---------- SELECTED TEXT
"All the world's a stage we pass through." - R. Ayana

Sunday, 13 November 2005

Killing Water In the Driest Continent


Killing Water In the Driest Continent

Where Your Water’s Going

  

photo

 

 

The rainforest recovers well, here. In ten thousand years it may be as great and diverse as it was a hundred years ago.

 

 

A few kilometres upstream there’s a grassy moonscape, a great gap visible from space that separates those of us regenerating the land, and the steep, deep, untrammeled seed and water source at the head of the gorge country that’s now a protected nature reserve.   

           

The great gap is a vast, treeless rolling hillscape, stripped bare by two typical Australian ‘beef farmers’ who breed the horned beasts that other primates slaughter and eat. One cow to each hectare - more than five thousand species of plants and animals once lived on each hectare here.  

           

The Sun dries out the pristine water flowing from the rainforest and the bubbling stream retreats beneath the hot, exposed rocks, hiding from the castrated steers that strip and compact the land, collapsing the river banks and eating and trampling each seedling tree as it erupts from the earth. Standard hydrology holds that 45% of water losses from streams is due to evaporation – sunlight and wind striking hard after the felling of the protective strip of trees which lines (or lined) all healthy watercourses.  

           

Newer settlers can’t understand how the pioneering forefathers of these ranchers were able to ‘clear’ such huge swathes of land with handsaws and bullock teams while raising families and surviving out of touch with civilization, as their grandchildren claim. Another story is told by the local Aboriginal tribes, whose grandparents were kept as slave labour by the first British settlers. They were allowed to stay in bark huts on what had been their own land and they were often paid - in tea in sugar – to destroy the trees of their millennial ancestors with axe and fire. Or they could face the gun. In other places they used convicts.
--------------------
---------- RECORDED DATA
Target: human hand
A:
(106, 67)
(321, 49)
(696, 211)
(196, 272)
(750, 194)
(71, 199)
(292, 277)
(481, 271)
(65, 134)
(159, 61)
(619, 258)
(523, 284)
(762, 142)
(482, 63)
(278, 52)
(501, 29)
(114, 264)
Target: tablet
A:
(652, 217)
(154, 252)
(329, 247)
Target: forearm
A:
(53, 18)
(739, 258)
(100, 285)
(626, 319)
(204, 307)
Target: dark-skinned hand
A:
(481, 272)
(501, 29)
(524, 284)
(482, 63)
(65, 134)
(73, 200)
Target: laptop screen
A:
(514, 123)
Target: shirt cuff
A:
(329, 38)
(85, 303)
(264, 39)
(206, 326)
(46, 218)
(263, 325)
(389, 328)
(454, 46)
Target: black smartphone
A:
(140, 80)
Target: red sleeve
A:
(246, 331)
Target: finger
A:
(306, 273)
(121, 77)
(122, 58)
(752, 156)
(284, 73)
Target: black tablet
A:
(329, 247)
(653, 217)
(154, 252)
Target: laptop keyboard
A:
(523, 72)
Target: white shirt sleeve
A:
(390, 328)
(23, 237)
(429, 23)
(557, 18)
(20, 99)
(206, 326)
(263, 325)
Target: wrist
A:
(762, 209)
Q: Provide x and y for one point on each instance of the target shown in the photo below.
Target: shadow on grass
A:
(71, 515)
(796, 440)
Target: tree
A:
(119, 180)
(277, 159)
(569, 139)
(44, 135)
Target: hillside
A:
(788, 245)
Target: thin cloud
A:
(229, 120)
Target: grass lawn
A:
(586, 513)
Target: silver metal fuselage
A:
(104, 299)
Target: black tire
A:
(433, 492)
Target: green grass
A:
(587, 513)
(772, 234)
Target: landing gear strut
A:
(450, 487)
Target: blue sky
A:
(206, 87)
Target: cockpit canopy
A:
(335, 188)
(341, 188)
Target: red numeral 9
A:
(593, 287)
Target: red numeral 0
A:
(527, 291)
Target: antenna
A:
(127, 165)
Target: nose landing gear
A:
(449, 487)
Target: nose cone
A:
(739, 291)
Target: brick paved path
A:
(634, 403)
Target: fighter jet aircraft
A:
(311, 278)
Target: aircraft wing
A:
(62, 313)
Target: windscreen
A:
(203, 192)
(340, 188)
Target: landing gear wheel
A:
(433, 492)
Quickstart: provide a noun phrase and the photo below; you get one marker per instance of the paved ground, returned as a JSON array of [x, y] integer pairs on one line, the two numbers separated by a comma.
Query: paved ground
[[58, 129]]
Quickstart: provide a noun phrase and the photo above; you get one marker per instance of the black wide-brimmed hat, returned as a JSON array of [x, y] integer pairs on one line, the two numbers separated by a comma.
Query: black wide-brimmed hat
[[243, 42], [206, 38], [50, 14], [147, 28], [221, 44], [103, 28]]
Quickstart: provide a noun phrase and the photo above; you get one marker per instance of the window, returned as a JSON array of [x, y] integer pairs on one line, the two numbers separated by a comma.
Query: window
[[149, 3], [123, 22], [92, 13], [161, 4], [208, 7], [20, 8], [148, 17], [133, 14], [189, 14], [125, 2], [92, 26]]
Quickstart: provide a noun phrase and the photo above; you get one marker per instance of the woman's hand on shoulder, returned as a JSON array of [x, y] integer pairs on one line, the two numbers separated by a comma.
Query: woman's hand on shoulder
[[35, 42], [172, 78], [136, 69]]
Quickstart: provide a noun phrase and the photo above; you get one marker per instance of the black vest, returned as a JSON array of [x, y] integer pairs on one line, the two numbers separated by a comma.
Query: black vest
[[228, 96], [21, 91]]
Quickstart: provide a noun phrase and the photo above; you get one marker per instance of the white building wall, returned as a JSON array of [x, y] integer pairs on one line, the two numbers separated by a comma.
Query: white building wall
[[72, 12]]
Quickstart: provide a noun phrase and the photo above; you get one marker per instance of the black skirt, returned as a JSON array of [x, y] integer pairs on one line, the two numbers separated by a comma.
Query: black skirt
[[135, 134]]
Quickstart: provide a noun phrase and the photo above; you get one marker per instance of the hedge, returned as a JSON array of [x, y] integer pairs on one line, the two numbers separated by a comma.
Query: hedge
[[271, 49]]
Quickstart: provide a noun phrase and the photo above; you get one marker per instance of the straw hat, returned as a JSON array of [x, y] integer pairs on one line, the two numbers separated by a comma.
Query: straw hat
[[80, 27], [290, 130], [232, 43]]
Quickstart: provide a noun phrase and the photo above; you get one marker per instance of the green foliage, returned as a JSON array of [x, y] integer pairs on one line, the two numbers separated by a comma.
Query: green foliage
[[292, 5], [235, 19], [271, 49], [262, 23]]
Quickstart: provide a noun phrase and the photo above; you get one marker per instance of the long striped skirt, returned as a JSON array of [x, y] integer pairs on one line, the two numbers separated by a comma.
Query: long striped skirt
--------------------
**YOUR TASK**: Reproduce, word for word, the passage of the piece on water loss that opens with the words containing "The Sun dries" and closes with "all healthy watercourses.".

**SOLUTION TO THE EXERCISE**:
The Sun dries out the pristine water flowing from the rainforest and the bubbling stream retreats beneath the hot, exposed rocks, hiding from the castrated steers that strip and compact the land, collapsing the river banks and eating and trampling each seedling tree as it erupts from the earth. Standard hydrology holds that 45% of water losses from streams is due to evaporation – sunlight and wind striking hard after the felling of the protective strip of trees which lines (or lined) all healthy watercourses.